Summer has come and gone, at least as far as I’m concerned now that my yearly wine holiday with AdVintage Wine is over.
For 2016 it was Croatia’s Dalmatian coastline as the destination, with a hotel base in Seget Donji (just east of Trogir and Split). Of course we had the usual free days where we were normal tourists, but for the sake of this site it is all about the wine!
Croatia (Hrvatska) has a long wine history dating back to the Ancient Greeks and Romans, and is the ancestral home of Zinfandel, plus a host of barely pronounceable local varieties. Unfortunately it’s not always easy to get hold of its wines in the Northeast, apart from occasional bottles on the shelves of Marks & Spencer or via online retailers such as Pacta Connect and Croatian Fine Wines (Carruthers and Kent have been known to stock some as well, although not right now).
--------------------
* _Set exercise A_:
Lay out everything in the listing from the line containing "the stone arch" down to the line containing "[71, 240, 165, 271]" as a Markdown table with the columns Row and Line. Leave out blank lines.
--------------------
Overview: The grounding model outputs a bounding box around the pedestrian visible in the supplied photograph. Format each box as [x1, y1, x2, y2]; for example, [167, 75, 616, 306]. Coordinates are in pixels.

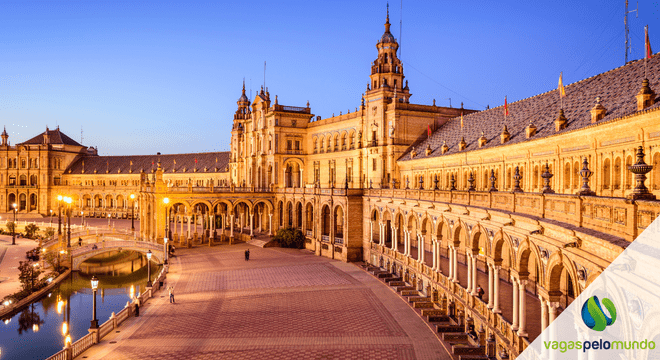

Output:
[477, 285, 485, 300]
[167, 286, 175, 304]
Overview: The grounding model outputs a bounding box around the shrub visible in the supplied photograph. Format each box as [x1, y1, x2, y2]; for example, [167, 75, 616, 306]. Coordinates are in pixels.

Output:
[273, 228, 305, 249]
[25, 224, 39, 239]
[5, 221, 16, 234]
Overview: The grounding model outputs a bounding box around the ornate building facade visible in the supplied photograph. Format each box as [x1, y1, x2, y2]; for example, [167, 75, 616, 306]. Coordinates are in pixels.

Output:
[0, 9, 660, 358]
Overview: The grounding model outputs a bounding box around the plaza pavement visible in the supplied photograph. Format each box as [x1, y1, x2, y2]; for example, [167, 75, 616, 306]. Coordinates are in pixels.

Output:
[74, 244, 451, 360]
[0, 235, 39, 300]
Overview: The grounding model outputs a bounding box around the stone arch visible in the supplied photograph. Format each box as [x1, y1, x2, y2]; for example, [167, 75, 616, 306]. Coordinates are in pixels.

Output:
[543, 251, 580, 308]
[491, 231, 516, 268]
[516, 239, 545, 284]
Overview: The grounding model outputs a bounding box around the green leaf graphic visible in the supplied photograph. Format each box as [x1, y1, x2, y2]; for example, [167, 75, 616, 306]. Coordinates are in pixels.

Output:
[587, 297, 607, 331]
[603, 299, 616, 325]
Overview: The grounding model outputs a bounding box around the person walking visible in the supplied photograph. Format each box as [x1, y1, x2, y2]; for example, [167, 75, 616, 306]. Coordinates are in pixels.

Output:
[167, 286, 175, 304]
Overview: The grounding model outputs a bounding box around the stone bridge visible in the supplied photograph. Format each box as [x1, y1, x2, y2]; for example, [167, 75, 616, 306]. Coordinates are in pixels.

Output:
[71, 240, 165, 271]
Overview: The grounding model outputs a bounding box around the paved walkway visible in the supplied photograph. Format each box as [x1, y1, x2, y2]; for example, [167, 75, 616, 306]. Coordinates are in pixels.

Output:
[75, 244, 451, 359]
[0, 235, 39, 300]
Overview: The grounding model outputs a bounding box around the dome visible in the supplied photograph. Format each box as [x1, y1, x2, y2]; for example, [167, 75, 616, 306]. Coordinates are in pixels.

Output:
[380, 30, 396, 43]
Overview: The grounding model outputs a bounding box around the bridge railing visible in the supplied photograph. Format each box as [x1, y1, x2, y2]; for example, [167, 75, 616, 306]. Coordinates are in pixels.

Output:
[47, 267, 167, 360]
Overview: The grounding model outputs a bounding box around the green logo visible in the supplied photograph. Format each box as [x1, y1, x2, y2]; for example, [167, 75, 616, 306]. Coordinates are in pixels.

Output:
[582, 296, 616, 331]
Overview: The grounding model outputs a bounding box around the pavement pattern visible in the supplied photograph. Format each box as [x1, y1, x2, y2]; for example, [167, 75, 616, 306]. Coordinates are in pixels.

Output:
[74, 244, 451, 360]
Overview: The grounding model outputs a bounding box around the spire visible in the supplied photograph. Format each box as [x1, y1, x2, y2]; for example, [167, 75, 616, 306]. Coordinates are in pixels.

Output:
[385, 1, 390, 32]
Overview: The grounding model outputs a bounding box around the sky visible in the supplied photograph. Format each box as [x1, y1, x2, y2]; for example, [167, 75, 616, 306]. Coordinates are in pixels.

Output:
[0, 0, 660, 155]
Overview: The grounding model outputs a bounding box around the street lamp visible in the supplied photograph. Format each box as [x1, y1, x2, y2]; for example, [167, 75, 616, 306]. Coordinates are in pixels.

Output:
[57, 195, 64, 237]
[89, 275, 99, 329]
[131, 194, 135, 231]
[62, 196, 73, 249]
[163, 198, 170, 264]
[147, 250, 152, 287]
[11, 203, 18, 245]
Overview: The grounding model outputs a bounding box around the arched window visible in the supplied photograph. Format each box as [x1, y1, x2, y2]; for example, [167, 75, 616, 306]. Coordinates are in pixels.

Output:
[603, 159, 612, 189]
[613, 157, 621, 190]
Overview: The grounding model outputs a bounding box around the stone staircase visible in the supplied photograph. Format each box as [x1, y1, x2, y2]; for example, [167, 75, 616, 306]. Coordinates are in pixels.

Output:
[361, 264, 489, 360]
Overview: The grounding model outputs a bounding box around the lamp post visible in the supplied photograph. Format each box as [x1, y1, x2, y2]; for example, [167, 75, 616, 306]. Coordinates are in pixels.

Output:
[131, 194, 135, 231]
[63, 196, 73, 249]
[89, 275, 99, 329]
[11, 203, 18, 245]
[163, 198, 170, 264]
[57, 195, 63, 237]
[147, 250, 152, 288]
--------------------
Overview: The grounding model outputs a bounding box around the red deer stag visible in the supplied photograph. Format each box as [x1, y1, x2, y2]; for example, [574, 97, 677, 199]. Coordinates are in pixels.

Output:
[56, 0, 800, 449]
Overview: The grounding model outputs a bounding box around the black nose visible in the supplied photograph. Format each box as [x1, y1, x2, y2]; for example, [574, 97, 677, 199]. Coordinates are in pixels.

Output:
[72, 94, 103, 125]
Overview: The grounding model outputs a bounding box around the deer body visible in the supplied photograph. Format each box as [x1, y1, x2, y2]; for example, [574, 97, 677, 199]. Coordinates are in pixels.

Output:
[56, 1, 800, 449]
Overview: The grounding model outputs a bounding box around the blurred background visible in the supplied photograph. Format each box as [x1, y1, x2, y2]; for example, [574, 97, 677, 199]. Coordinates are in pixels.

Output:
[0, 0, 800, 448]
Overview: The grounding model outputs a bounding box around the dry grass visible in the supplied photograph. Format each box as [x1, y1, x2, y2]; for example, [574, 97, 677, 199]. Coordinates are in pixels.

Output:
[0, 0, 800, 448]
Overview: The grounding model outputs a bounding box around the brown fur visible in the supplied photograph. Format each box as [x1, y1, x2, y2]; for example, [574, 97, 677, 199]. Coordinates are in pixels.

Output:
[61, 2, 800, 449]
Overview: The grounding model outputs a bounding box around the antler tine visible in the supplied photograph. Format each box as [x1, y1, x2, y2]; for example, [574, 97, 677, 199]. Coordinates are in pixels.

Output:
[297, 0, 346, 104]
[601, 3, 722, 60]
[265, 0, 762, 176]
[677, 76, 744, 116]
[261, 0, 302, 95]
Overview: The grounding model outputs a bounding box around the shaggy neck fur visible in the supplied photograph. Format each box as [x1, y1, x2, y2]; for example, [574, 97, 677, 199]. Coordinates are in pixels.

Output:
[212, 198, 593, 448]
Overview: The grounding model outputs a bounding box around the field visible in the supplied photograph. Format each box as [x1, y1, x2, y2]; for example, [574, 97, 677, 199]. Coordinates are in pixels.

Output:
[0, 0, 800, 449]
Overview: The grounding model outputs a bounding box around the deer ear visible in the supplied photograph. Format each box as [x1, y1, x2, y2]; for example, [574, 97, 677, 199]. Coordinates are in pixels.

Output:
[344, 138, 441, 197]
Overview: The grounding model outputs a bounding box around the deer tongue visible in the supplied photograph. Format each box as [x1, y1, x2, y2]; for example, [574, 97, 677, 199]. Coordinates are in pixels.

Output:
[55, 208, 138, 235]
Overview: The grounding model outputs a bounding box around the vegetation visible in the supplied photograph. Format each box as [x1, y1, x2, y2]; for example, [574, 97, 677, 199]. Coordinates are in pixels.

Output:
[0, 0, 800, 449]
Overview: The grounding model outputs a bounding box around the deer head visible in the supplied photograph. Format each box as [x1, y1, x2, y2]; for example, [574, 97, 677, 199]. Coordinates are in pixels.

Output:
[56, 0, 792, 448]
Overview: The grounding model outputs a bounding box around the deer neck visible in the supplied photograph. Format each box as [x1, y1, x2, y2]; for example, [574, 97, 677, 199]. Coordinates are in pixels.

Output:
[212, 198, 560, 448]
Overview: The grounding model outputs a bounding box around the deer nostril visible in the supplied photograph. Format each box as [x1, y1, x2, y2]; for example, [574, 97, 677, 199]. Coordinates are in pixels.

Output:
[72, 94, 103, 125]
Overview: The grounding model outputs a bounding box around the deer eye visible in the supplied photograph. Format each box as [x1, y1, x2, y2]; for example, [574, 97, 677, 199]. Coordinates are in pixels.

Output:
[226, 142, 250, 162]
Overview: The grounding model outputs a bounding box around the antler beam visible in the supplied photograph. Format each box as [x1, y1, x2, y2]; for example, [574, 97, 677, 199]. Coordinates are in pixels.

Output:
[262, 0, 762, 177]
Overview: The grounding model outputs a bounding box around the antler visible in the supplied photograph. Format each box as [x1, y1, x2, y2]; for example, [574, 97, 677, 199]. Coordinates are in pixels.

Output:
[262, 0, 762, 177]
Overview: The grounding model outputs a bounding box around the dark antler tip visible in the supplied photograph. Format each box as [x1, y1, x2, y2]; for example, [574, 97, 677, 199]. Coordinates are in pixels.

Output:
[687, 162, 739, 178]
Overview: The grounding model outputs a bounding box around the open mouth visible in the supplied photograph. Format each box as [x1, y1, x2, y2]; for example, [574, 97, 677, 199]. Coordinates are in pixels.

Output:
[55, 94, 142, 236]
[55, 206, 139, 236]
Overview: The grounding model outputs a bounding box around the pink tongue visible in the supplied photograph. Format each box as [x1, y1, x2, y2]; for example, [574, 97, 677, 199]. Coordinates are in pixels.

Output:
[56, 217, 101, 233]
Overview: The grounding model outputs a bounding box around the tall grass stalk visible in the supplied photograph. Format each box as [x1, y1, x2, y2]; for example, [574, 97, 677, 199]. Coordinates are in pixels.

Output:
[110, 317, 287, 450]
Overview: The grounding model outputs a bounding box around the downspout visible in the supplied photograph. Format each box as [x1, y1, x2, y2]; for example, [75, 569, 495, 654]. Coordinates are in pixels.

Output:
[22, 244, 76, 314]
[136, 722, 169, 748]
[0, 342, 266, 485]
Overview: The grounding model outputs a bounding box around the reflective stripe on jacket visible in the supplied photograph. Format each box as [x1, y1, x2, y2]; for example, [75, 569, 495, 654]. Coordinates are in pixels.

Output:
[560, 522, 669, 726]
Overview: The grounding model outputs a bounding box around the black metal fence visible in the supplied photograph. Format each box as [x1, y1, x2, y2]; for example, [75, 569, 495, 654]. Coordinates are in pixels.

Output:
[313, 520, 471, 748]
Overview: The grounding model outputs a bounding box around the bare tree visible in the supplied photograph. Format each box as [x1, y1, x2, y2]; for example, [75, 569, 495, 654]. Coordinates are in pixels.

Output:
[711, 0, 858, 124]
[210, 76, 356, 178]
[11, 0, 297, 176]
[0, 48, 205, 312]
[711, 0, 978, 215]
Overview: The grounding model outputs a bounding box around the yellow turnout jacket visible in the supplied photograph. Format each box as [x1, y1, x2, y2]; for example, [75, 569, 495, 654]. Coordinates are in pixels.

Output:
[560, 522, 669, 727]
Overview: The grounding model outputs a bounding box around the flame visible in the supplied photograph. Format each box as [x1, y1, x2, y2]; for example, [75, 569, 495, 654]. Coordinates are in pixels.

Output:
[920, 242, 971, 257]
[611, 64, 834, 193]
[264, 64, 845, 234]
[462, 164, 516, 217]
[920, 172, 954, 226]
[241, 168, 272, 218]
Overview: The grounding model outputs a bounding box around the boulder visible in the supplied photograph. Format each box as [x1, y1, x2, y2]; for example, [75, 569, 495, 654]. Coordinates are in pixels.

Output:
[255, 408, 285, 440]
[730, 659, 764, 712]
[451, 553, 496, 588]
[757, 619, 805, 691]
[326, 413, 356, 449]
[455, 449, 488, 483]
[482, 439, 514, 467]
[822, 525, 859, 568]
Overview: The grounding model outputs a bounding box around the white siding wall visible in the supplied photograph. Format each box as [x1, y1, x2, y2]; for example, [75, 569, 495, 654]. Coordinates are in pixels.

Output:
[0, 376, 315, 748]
--------------------
* _Set exercise B_:
Which shops or retailers does the Croatia wine passage name as places to find Croatian wine?

* _Exercise solution A_:
| Row | Line |
|---|---|
| 1 | Overview: The grounding model outputs a bounding box around the stone arch visible in the supplied photograph. Format each box as [x1, y1, x2, y2]; for example, [167, 75, 616, 306]. Coordinates are in pixels. |
| 2 | Output: |
| 3 | [543, 251, 580, 308] |
| 4 | [491, 231, 516, 268] |
| 5 | [516, 239, 545, 284] |
| 6 | Overview: The grounding model outputs a bounding box around the green leaf graphic visible in the supplied photograph. Format each box as [x1, y1, x2, y2]; for example, [167, 75, 616, 306]. Coordinates are in pixels. |
| 7 | Output: |
| 8 | [587, 297, 607, 331] |
| 9 | [603, 299, 616, 325] |
| 10 | Overview: The grounding model outputs a bounding box around the person walking visible in the supplied photograph. Format each box as [x1, y1, x2, y2]; for example, [167, 75, 616, 306]. Coordinates are in pixels. |
| 11 | Output: |
| 12 | [167, 286, 175, 304] |
| 13 | Overview: The grounding model outputs a bounding box around the stone bridge visible in the supplied photograph. Format each box as [x1, y1, x2, y2]; for example, [167, 75, 616, 306]. Coordinates are in pixels. |
| 14 | Output: |
| 15 | [71, 240, 165, 271] |

* _Exercise solution B_:
Marks & Spencer
Pacta Connect
Croatian Fine Wines
Carruthers and Kent